Source passage ▸
-------
Absolutely. And don't get me started on how M&A has created an absolute monster of technical debt that stares you in the face as a user. Many might disagree, because the trillion dollar veneer Google can throw at things obscures it, but it's there.
I used to wonder why Google moves so slow to add features and get literally anything done, but after experiencing the monumental screwup that is Google's underlying unified payments infrastructure, it's become pretty clear. The engineers are spending too much time mucking through the garbage left behind by M&A tech merging and code left behind by hotshot college grads on their way to early retirement at 25.
Joined Google relatively recently and have also worked in/with the payments infrastructure. Couldn’t agree more - absolute nightmare to work in and it’s a small miracle when anything gets delivered at all.
As far as I can tell, seems to be a lack of a cohesive vision from leadership and an absolute willing ignorance of existing challenges, as you’ve mentioned.
OK let me share more detail. My personal account has 2 payment profiles, one that is individual and one that is an Organization type with just my name which has a Public Merchant section. The second one clearly came from some kind of long retired way to accept payments via an older iteration of Google Pay or Google Wallet, that I didn't end up actually using, and which has long been removed from the platform or failed to migrate to the newer Merchant Center, and as a result I cannot remove it or manage it in any way except to edit the name, address, and credit card indicator in use. Merchant Center declares that I have no Merchant Center account.
90% of my personal Google services appear to be tied to the organization one for some reason, but a few recent ones from the Google Store are now tied to my personal one, meaning I need to use the profile switcher to access and manage them. There is no way to move subscriptions between payment profiles and the only option is to close one which will terminate the services immediately and remove the billing history. The one I should remove is the Organization one, as I'm not an organization...
-.-
Meanwhile, I have a single owner LLC that had GCP projects in play before the company was founded. I had tried to set up two separate GCP billing accounts, one owned by my GSuite admin and one owned by my personal account, to bifurcate the projects that fell under the new company.
-------
Dataset rows ▸
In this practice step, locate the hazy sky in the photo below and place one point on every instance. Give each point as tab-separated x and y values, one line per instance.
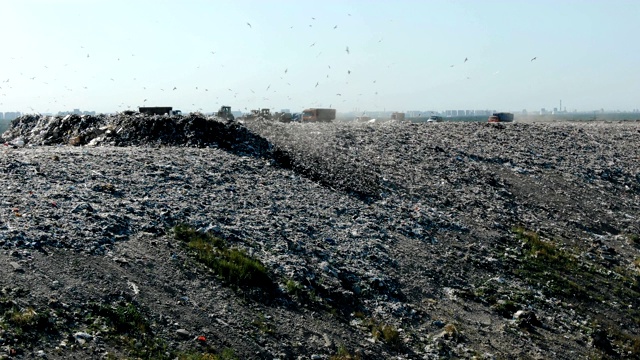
109	55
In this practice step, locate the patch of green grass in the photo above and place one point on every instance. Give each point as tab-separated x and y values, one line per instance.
294	288
544	263
124	318
506	308
344	354
27	322
262	324
128	328
232	265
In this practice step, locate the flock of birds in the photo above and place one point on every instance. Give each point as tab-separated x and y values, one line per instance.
253	96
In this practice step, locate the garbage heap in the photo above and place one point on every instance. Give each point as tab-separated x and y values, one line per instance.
135	129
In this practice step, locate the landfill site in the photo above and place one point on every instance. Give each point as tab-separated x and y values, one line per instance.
138	236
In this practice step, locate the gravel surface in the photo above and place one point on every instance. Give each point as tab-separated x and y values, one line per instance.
385	240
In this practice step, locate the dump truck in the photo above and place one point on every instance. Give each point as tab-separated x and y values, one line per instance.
159	110
225	113
501	117
318	115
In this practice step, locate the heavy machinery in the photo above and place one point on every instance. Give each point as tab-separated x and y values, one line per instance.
285	117
501	117
265	113
225	113
159	110
318	115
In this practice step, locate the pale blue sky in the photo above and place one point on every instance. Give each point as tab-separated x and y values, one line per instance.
-------
Set exercise ▸
Please retype everything in the Google payments discussion from "Absolutely. And don't" down to "but it's there.".

Solved problem ▸
Absolutely. And don't get me started on how M&A has created an absolute monster of technical debt that stares you in the face as a user. Many might disagree, because the trillion dollar veneer Google can throw at things obscures it, but it's there.